» Task details
Every line of the records below from the line with "Can you spot the front" up to and including the line with "Can you spot the total" must be reproduced exactly, and no line outside that range.

» Records shown
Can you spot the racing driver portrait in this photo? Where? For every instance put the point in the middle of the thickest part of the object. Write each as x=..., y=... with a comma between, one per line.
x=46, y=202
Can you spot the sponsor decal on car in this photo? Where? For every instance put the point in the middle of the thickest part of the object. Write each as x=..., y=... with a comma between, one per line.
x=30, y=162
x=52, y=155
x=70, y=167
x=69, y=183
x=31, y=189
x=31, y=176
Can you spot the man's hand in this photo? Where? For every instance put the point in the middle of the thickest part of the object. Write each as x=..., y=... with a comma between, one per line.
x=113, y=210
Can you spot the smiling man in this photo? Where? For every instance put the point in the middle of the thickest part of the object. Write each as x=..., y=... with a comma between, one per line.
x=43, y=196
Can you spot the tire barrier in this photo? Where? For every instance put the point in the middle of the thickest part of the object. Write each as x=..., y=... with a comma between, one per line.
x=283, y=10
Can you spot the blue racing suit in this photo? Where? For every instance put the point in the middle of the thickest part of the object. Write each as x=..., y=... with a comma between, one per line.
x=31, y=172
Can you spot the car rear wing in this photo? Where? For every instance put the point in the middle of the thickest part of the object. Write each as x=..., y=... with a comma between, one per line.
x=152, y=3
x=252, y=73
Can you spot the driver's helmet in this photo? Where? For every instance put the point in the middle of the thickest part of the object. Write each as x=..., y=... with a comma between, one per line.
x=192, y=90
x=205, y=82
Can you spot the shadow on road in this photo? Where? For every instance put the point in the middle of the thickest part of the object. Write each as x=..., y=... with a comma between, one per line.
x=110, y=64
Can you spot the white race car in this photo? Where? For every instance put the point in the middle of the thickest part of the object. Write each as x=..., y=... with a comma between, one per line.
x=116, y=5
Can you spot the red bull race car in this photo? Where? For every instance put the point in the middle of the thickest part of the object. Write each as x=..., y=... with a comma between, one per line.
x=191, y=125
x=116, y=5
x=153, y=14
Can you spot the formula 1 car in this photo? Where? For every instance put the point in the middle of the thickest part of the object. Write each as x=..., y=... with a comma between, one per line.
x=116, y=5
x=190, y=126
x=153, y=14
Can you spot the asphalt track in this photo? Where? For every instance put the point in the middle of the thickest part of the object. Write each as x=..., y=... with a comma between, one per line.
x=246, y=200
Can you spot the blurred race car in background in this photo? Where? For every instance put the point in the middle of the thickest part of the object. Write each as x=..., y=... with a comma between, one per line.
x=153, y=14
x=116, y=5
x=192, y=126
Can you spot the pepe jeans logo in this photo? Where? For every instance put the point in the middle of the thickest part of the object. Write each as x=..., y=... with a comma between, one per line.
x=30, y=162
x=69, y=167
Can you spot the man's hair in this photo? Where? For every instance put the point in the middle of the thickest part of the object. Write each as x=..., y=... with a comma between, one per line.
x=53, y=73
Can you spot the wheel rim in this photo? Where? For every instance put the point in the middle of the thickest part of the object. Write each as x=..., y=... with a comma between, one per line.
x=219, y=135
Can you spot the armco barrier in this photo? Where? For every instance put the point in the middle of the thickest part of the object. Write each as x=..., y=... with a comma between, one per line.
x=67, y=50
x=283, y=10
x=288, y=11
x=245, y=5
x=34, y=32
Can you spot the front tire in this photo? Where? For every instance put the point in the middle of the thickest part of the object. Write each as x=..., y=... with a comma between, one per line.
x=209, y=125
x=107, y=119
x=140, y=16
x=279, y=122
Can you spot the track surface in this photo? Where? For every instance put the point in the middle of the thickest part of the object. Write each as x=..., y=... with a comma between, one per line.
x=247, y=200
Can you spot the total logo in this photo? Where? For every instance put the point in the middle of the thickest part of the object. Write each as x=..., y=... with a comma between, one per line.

--

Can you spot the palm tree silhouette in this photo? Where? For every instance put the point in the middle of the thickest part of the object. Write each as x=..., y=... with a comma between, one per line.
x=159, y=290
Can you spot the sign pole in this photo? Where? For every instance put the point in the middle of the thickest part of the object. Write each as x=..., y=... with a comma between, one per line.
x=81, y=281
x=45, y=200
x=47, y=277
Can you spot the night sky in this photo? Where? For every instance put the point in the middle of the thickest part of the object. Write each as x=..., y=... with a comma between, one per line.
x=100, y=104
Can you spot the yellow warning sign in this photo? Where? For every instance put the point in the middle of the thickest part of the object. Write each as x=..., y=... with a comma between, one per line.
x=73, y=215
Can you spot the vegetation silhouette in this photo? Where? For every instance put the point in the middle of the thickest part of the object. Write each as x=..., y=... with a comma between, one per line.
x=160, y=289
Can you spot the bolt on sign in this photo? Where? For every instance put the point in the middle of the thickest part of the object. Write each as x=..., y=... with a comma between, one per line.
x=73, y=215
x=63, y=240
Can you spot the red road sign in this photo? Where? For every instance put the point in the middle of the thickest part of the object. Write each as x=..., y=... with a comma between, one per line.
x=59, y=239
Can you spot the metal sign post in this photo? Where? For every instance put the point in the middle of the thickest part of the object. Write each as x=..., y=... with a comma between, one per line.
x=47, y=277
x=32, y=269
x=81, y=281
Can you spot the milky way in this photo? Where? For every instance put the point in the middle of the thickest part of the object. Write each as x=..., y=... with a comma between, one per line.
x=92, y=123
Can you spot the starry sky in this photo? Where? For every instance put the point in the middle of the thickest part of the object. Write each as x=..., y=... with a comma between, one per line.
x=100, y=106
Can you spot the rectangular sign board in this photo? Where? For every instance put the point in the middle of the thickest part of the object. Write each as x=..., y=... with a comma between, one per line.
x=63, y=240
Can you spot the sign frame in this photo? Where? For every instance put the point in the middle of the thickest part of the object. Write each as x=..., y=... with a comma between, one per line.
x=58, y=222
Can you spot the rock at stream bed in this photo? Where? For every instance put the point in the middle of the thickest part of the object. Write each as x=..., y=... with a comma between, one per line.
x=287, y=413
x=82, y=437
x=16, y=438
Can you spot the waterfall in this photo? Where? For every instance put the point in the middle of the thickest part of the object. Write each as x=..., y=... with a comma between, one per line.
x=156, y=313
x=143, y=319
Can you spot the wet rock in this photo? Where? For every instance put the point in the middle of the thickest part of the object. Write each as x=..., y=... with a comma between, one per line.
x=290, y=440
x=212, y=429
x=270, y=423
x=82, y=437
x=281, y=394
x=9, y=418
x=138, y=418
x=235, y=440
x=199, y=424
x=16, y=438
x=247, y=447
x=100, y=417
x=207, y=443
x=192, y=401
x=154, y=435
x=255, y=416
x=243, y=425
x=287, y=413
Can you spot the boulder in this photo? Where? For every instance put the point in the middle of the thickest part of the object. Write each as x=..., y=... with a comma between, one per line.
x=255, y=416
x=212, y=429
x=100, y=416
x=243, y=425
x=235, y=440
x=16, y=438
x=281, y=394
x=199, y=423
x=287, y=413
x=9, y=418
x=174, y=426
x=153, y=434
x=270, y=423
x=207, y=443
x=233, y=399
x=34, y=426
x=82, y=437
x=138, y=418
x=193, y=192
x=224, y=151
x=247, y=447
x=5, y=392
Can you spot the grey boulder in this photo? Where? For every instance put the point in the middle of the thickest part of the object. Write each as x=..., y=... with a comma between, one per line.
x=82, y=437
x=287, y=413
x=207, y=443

» Result
Can you spot the front tire in this photo? Where? For every instance put the point in the middle of the thickest part of the object. Write each as x=..., y=... with a comma between, one per line.
x=209, y=125
x=107, y=119
x=140, y=16
x=279, y=122
Can you spot the track surface in this photo? Where? For every instance put the point in the middle of the thickest part of the object. Write each as x=..., y=... with a comma between, one per line.
x=247, y=200
Can you spot the total logo in this photo? Where? For every instance put the point in the middle of the thickest part of the object. Write each as x=..., y=... with a comma between, one per line.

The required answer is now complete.